== WHAT NEEDS TO BE DONE ==
Once the line containing "Where can the grass" is located in the records below, repeat it and all lines that follow it exactly, leaving out any picture.

╭──

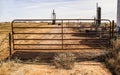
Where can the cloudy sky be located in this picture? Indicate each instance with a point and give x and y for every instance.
(16, 9)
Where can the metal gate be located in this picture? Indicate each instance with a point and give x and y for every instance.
(65, 35)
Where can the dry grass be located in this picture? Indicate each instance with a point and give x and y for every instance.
(113, 62)
(8, 67)
(64, 60)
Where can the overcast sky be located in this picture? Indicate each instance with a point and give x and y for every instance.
(39, 9)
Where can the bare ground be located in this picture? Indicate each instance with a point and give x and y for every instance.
(81, 68)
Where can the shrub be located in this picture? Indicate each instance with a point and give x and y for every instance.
(64, 60)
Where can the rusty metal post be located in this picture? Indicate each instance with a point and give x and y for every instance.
(113, 25)
(10, 50)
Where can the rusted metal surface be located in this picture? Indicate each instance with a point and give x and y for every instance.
(63, 35)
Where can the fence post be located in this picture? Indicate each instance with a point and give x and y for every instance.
(113, 28)
(10, 51)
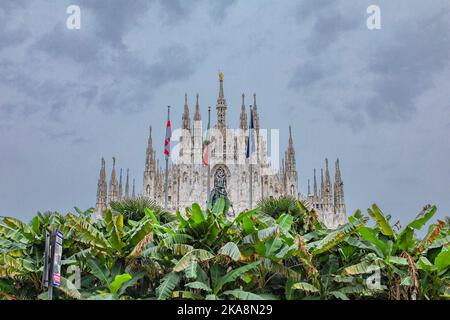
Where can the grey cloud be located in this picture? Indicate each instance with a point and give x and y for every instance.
(405, 69)
(396, 70)
(328, 22)
(129, 94)
(219, 9)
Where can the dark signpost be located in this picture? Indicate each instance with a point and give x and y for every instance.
(52, 261)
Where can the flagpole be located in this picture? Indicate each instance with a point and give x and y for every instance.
(209, 160)
(167, 168)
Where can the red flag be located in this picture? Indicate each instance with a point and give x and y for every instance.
(167, 140)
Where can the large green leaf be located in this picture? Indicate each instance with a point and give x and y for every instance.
(99, 271)
(442, 260)
(197, 216)
(69, 289)
(198, 285)
(423, 217)
(381, 221)
(119, 280)
(188, 258)
(335, 237)
(304, 286)
(168, 284)
(243, 295)
(285, 222)
(233, 275)
(230, 250)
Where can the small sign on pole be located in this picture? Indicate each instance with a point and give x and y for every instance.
(57, 253)
(52, 261)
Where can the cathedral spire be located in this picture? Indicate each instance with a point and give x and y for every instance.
(102, 190)
(322, 186)
(127, 185)
(327, 175)
(150, 158)
(328, 193)
(120, 185)
(315, 184)
(221, 105)
(185, 119)
(243, 116)
(255, 114)
(339, 202)
(113, 192)
(197, 116)
(291, 163)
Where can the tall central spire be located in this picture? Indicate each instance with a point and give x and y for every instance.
(221, 105)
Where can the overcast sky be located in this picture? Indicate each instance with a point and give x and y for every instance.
(379, 100)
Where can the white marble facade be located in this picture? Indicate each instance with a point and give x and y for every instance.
(188, 176)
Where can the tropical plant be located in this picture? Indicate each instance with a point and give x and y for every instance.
(279, 250)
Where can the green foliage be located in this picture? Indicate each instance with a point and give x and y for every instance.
(280, 250)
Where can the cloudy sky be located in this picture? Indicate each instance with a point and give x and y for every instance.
(379, 100)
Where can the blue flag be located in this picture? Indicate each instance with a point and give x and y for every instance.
(251, 137)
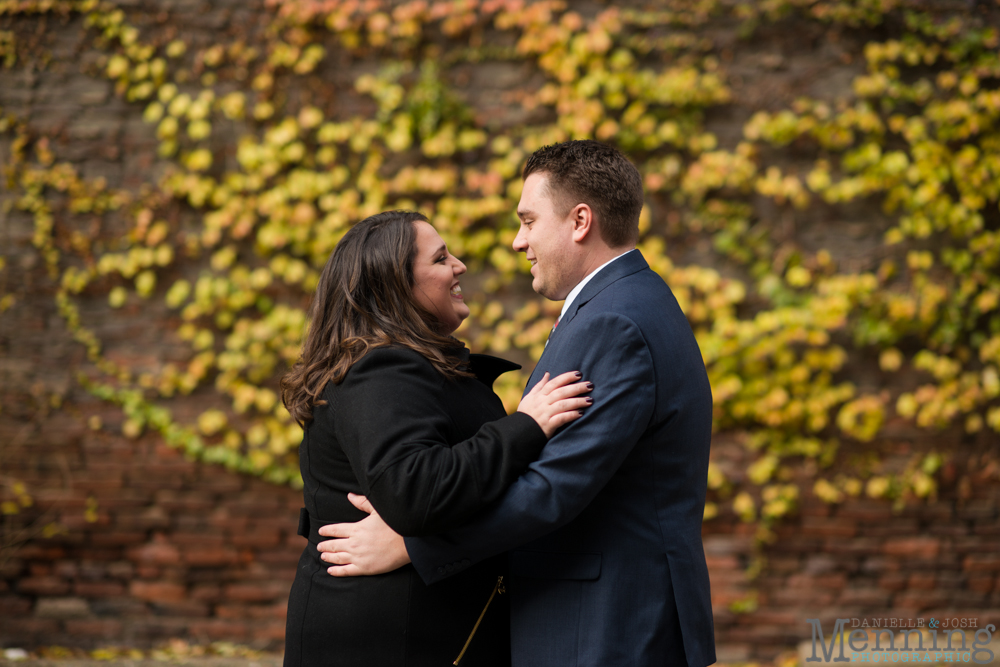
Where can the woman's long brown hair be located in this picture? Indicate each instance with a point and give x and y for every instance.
(365, 300)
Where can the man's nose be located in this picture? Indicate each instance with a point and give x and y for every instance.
(520, 244)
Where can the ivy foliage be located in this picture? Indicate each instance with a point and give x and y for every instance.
(274, 177)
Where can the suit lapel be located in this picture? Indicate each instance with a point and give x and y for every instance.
(626, 265)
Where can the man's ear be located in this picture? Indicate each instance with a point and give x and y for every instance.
(583, 222)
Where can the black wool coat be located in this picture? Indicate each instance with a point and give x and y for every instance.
(429, 452)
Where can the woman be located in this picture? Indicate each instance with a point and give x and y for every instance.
(397, 410)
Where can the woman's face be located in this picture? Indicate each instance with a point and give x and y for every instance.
(435, 279)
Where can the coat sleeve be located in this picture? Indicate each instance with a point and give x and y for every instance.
(575, 464)
(390, 418)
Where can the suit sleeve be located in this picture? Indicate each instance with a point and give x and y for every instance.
(391, 419)
(575, 464)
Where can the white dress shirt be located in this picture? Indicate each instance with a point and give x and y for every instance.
(580, 285)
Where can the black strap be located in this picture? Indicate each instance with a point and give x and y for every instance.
(309, 527)
(304, 522)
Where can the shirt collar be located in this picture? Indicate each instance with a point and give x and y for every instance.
(575, 292)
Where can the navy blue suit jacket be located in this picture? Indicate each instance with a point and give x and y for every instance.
(606, 565)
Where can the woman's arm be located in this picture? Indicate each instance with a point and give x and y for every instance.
(390, 416)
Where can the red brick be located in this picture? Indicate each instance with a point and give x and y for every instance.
(920, 600)
(274, 631)
(14, 605)
(158, 591)
(922, 581)
(913, 547)
(43, 586)
(827, 581)
(117, 538)
(185, 539)
(206, 592)
(183, 609)
(28, 628)
(98, 589)
(981, 583)
(259, 538)
(97, 628)
(158, 552)
(257, 592)
(209, 556)
(982, 563)
(218, 629)
(893, 581)
(184, 501)
(864, 597)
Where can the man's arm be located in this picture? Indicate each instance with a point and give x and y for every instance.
(576, 463)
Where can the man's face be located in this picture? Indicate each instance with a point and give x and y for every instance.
(546, 239)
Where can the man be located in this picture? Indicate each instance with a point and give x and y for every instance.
(604, 530)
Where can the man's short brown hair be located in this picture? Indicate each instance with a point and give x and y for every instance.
(592, 173)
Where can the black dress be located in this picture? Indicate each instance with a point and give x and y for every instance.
(429, 452)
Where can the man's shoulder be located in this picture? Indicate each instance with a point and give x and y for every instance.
(632, 294)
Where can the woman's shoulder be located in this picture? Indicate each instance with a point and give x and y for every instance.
(388, 363)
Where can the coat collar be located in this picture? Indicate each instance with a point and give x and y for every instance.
(488, 368)
(626, 265)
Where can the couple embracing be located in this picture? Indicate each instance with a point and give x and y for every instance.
(585, 506)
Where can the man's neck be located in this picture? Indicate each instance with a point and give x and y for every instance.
(597, 257)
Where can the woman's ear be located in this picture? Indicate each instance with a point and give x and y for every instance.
(583, 222)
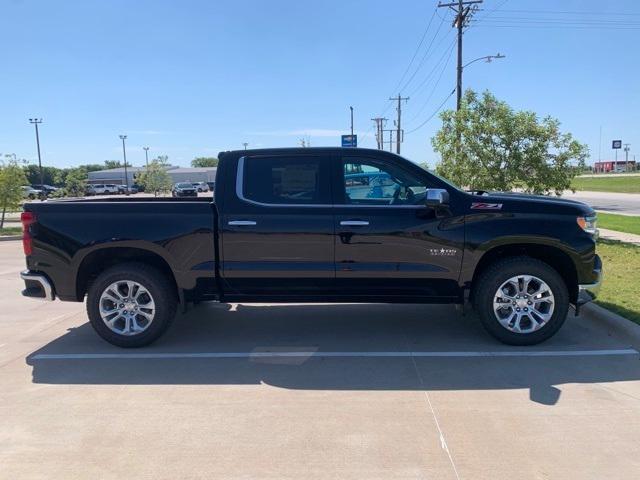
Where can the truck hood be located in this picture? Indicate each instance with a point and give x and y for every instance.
(527, 203)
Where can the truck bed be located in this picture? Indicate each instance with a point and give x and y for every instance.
(68, 237)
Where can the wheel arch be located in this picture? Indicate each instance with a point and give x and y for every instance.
(553, 256)
(99, 260)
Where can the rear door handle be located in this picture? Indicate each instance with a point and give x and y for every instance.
(354, 223)
(242, 223)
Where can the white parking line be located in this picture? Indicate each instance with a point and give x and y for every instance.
(263, 354)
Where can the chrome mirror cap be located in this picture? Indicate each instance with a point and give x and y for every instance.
(436, 197)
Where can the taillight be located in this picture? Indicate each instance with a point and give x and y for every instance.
(27, 219)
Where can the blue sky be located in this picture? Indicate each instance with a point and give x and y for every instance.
(191, 78)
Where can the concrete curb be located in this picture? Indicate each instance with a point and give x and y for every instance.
(613, 321)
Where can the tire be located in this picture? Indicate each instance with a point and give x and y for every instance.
(546, 312)
(153, 285)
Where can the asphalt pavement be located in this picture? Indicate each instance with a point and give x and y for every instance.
(310, 391)
(611, 202)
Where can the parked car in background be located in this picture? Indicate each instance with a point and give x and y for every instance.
(123, 189)
(183, 190)
(201, 186)
(45, 189)
(103, 188)
(31, 193)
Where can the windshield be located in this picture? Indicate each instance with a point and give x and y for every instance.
(448, 182)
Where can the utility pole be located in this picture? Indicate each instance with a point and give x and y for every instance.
(398, 127)
(36, 122)
(351, 108)
(124, 154)
(626, 156)
(464, 10)
(390, 141)
(380, 121)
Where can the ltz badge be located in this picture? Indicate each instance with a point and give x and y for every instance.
(443, 252)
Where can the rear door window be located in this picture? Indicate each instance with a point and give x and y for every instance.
(286, 180)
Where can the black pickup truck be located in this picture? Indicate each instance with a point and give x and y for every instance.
(315, 225)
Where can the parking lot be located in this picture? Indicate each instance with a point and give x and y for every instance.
(310, 391)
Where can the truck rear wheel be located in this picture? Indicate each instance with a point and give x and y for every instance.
(131, 305)
(521, 300)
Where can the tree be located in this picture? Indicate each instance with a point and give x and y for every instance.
(109, 164)
(155, 178)
(486, 145)
(76, 182)
(12, 178)
(200, 162)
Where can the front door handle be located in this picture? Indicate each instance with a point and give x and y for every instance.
(354, 223)
(242, 223)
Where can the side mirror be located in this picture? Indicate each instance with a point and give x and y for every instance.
(436, 197)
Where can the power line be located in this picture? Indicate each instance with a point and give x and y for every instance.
(444, 54)
(573, 27)
(434, 113)
(380, 121)
(435, 86)
(424, 35)
(569, 12)
(424, 56)
(399, 98)
(464, 9)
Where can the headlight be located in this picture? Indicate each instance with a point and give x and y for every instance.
(588, 224)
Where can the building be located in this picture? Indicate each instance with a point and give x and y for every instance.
(177, 174)
(191, 175)
(612, 166)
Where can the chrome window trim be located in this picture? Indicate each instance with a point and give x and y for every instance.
(240, 195)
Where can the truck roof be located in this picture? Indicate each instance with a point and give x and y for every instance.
(302, 150)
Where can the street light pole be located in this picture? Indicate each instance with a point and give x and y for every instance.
(36, 121)
(124, 154)
(488, 58)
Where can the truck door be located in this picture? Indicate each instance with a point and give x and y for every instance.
(277, 226)
(388, 243)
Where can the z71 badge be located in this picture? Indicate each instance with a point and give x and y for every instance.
(443, 252)
(486, 206)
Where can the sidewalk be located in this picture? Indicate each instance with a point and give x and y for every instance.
(619, 236)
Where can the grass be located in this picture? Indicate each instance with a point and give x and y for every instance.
(620, 223)
(619, 292)
(618, 184)
(10, 231)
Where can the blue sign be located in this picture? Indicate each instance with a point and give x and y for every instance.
(349, 140)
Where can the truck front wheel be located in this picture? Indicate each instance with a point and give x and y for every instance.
(131, 305)
(521, 300)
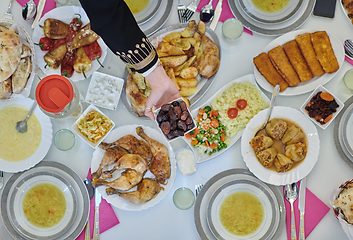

╰──

== ANSWER SECTION ==
Where can the grass be located in this picture? Indicate each instance with a point and give x and y for every instance.
(620, 223)
(619, 292)
(618, 184)
(10, 231)
Where can the blue sign be located in this picture? Indicate each instance with a point and give x and y for every instance.
(349, 140)
Where can the truck front wheel be located in this picture? Indicate each instance with a point and give x and y for every instance.
(131, 305)
(521, 300)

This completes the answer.